About this task :: Nothing but the lines from the one containing "# point at: fringed" through the end of the data should be output, each reproduced exactly.

[Dataset entries]
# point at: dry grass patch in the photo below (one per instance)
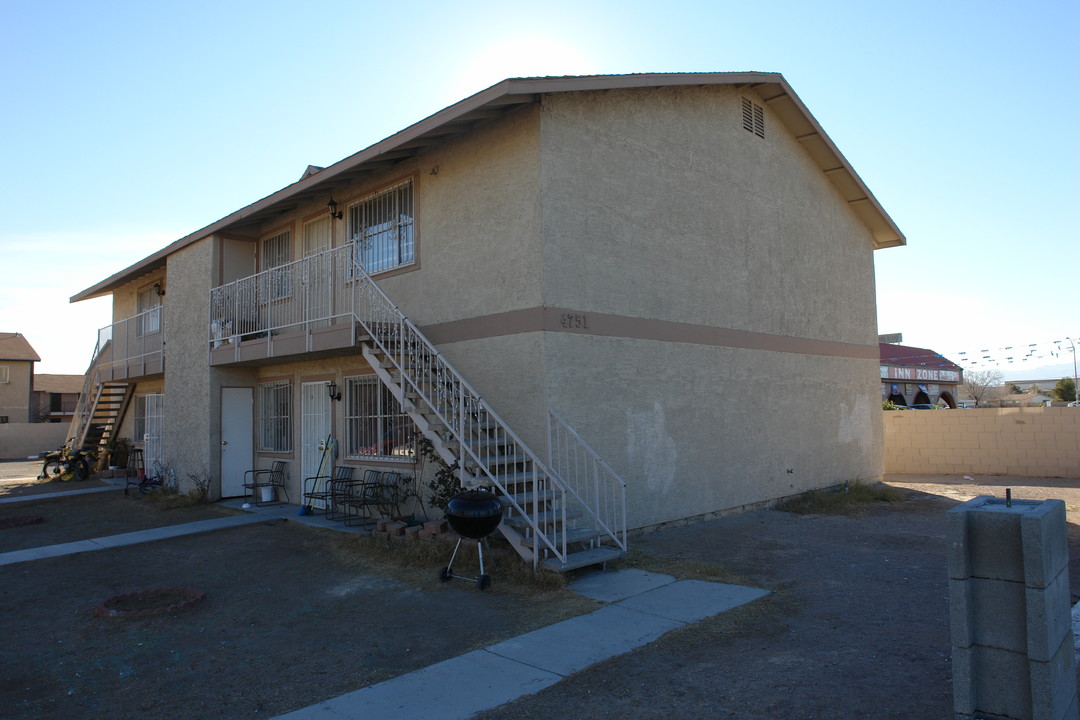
(848, 500)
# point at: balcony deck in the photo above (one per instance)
(313, 338)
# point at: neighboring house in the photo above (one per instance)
(16, 378)
(56, 396)
(678, 265)
(918, 376)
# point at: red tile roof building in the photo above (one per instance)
(918, 376)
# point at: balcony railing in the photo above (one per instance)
(132, 348)
(285, 303)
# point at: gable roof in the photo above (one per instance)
(15, 347)
(908, 356)
(515, 92)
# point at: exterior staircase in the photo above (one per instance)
(102, 406)
(561, 513)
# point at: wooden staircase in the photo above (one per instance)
(96, 424)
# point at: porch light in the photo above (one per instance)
(335, 213)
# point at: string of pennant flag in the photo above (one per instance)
(1048, 351)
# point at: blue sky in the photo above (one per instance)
(130, 124)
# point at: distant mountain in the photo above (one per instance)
(1025, 371)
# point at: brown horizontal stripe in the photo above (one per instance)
(561, 320)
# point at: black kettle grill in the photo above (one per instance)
(472, 514)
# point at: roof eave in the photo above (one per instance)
(516, 91)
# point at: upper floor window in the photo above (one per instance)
(275, 254)
(381, 226)
(148, 308)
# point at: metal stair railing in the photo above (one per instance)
(80, 421)
(589, 478)
(467, 416)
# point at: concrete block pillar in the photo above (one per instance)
(1013, 655)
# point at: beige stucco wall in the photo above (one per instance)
(658, 204)
(669, 209)
(696, 430)
(646, 204)
(1025, 442)
(478, 221)
(189, 397)
(15, 393)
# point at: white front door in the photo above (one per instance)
(151, 435)
(237, 433)
(314, 429)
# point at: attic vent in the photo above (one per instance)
(753, 118)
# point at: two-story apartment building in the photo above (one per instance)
(679, 266)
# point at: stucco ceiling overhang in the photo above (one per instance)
(499, 99)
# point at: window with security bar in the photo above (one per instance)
(148, 308)
(381, 228)
(275, 254)
(375, 424)
(275, 411)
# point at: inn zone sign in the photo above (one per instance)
(917, 374)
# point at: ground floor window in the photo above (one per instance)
(375, 424)
(275, 412)
(149, 418)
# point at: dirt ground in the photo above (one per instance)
(856, 627)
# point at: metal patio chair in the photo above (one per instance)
(256, 480)
(333, 486)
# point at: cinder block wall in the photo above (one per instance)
(1025, 442)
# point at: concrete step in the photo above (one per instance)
(575, 560)
(574, 535)
(545, 517)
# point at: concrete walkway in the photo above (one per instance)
(639, 607)
(643, 606)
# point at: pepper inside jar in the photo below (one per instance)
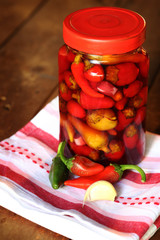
(103, 86)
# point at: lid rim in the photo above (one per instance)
(79, 40)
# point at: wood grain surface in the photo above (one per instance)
(31, 34)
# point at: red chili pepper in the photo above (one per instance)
(77, 68)
(117, 151)
(112, 132)
(68, 129)
(64, 91)
(112, 173)
(107, 88)
(140, 99)
(141, 142)
(85, 150)
(75, 109)
(94, 72)
(61, 77)
(121, 103)
(125, 117)
(140, 115)
(132, 89)
(70, 81)
(130, 136)
(144, 67)
(89, 102)
(118, 96)
(79, 165)
(122, 74)
(63, 62)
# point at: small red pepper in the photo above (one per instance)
(107, 88)
(79, 165)
(63, 59)
(75, 109)
(144, 67)
(131, 136)
(121, 103)
(85, 150)
(70, 81)
(141, 142)
(132, 89)
(94, 72)
(89, 102)
(64, 91)
(122, 74)
(125, 117)
(77, 68)
(117, 151)
(68, 129)
(140, 99)
(118, 96)
(140, 115)
(112, 173)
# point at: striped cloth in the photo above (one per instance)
(25, 160)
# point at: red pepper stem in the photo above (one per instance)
(67, 161)
(121, 168)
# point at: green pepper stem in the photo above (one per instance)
(135, 167)
(67, 161)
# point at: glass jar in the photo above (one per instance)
(103, 72)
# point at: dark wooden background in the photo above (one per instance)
(30, 36)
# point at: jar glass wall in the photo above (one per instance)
(102, 102)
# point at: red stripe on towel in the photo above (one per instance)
(120, 225)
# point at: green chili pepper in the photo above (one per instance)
(58, 172)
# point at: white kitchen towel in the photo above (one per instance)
(25, 160)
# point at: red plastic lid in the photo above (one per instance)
(104, 30)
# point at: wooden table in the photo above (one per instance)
(30, 36)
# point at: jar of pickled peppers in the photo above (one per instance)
(103, 72)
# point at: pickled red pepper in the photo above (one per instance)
(77, 68)
(112, 173)
(103, 86)
(79, 165)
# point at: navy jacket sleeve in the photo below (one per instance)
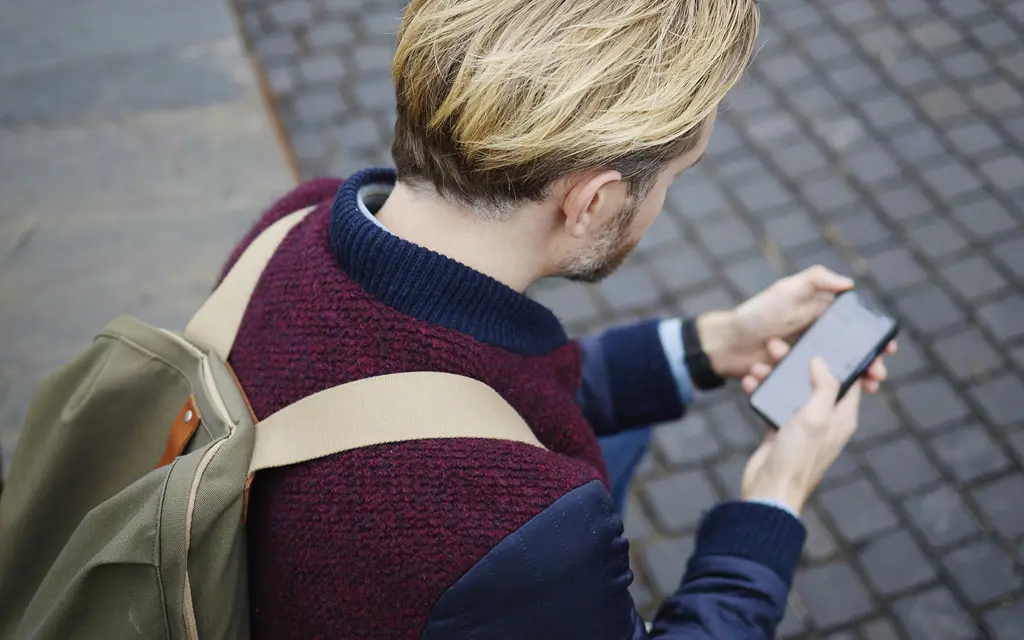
(565, 574)
(627, 379)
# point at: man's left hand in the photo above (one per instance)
(748, 340)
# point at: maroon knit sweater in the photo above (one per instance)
(361, 544)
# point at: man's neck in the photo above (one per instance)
(505, 251)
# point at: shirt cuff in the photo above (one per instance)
(671, 334)
(777, 505)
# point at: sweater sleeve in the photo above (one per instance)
(310, 193)
(634, 376)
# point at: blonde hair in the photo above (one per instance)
(499, 98)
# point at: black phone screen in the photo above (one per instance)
(848, 336)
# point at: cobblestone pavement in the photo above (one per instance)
(881, 138)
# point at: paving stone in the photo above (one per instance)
(1005, 317)
(872, 166)
(950, 179)
(736, 424)
(687, 441)
(709, 300)
(282, 45)
(912, 72)
(357, 132)
(681, 269)
(330, 34)
(918, 143)
(908, 361)
(895, 563)
(665, 562)
(665, 232)
(999, 399)
(935, 35)
(966, 65)
(726, 238)
(936, 615)
(792, 229)
(629, 288)
(931, 402)
(943, 103)
(1006, 173)
(833, 594)
(937, 239)
(678, 501)
(985, 218)
(888, 111)
(318, 107)
(1007, 622)
(982, 570)
(970, 453)
(930, 309)
(901, 465)
(941, 516)
(820, 543)
(999, 504)
(571, 303)
(696, 200)
(904, 203)
(997, 96)
(813, 100)
(876, 419)
(894, 268)
(860, 229)
(968, 354)
(291, 12)
(783, 70)
(973, 278)
(857, 510)
(752, 275)
(974, 137)
(853, 79)
(1011, 253)
(879, 630)
(828, 195)
(826, 46)
(761, 196)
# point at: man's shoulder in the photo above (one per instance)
(348, 536)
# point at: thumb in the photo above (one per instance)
(824, 389)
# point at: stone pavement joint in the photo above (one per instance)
(884, 139)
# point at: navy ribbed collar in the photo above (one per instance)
(433, 288)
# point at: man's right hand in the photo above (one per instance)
(791, 461)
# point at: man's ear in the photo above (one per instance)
(590, 199)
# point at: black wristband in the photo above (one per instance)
(697, 364)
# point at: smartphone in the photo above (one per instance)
(848, 336)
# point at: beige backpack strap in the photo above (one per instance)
(387, 409)
(216, 323)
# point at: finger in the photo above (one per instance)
(824, 389)
(777, 349)
(760, 371)
(877, 371)
(750, 384)
(847, 411)
(823, 279)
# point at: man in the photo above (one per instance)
(534, 138)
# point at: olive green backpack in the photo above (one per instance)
(123, 514)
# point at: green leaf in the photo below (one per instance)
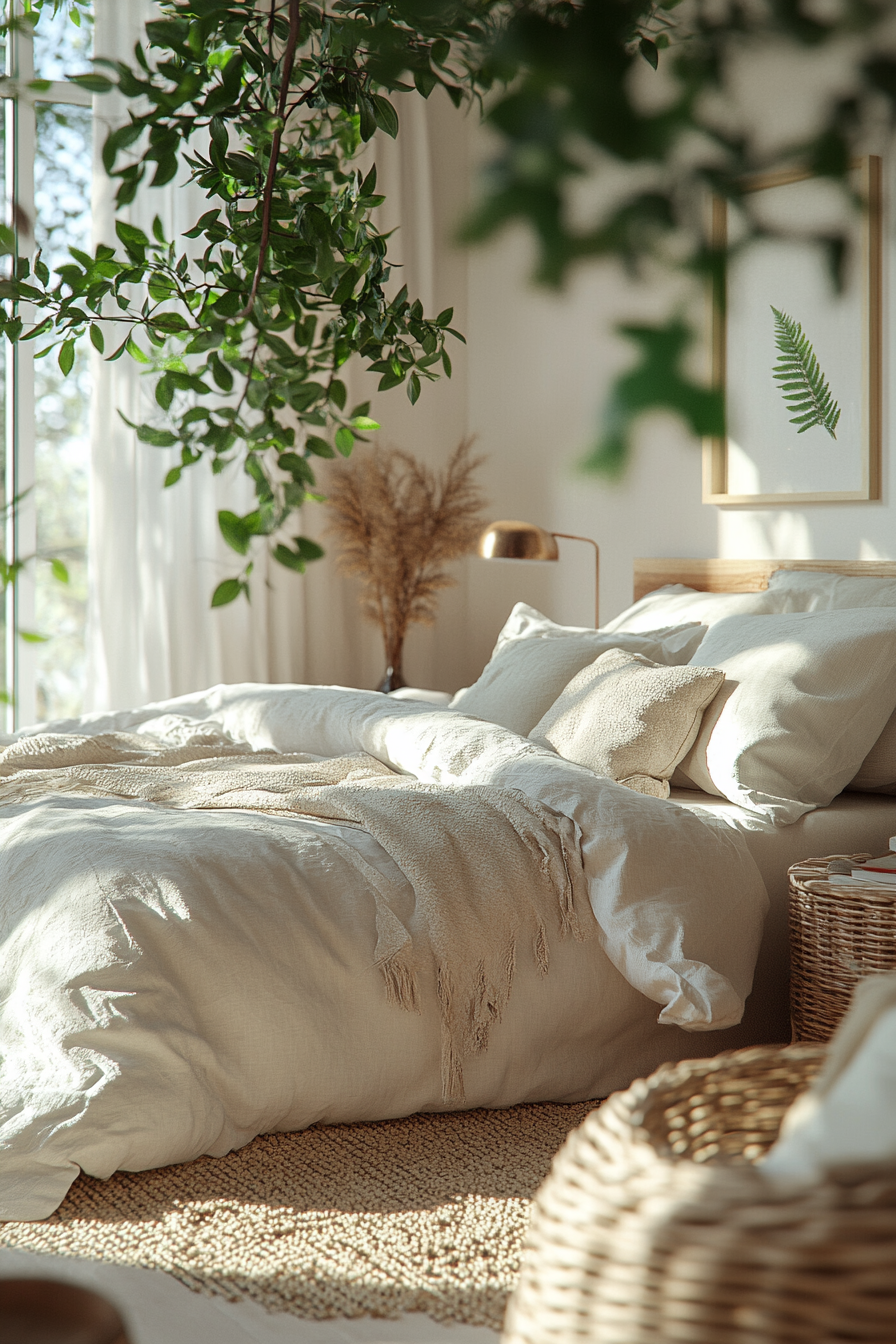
(227, 592)
(93, 84)
(319, 446)
(344, 440)
(130, 235)
(164, 391)
(234, 531)
(799, 378)
(155, 437)
(384, 114)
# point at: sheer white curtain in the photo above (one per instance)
(155, 555)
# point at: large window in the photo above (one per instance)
(47, 156)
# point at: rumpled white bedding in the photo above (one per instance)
(175, 983)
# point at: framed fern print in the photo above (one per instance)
(799, 362)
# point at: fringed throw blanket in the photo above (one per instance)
(492, 870)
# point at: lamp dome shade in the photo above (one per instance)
(509, 539)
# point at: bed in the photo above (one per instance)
(257, 909)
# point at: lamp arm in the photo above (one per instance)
(571, 536)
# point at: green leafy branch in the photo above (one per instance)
(802, 383)
(246, 339)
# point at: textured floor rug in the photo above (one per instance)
(425, 1214)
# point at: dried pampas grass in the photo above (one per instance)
(396, 526)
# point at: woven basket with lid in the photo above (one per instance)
(838, 934)
(653, 1226)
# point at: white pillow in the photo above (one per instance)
(806, 590)
(806, 695)
(629, 719)
(533, 659)
(675, 602)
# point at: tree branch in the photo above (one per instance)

Expected answer ::
# point at: fringed throw blanket in the photo above (one per instance)
(492, 870)
# point at: lamp dome shade in the photo above (one per instance)
(509, 539)
# point at: bed in the photo above (one per instance)
(257, 909)
# point at: lamp arm in the photo above (one per instance)
(571, 536)
# point at: green leafy branch in the photo above (one per instance)
(802, 383)
(246, 339)
# point at: textured floor rug in the photo above (one per instance)
(425, 1214)
# point at: dried pampas grass in the photo above (one per instance)
(396, 526)
# point at: woven basket with lid in the photo above (one per instance)
(838, 934)
(653, 1226)
# point at: white pillow in the photo above (one per instance)
(806, 590)
(806, 695)
(629, 719)
(533, 659)
(675, 602)
# point at: tree branch in the photo above (one per instance)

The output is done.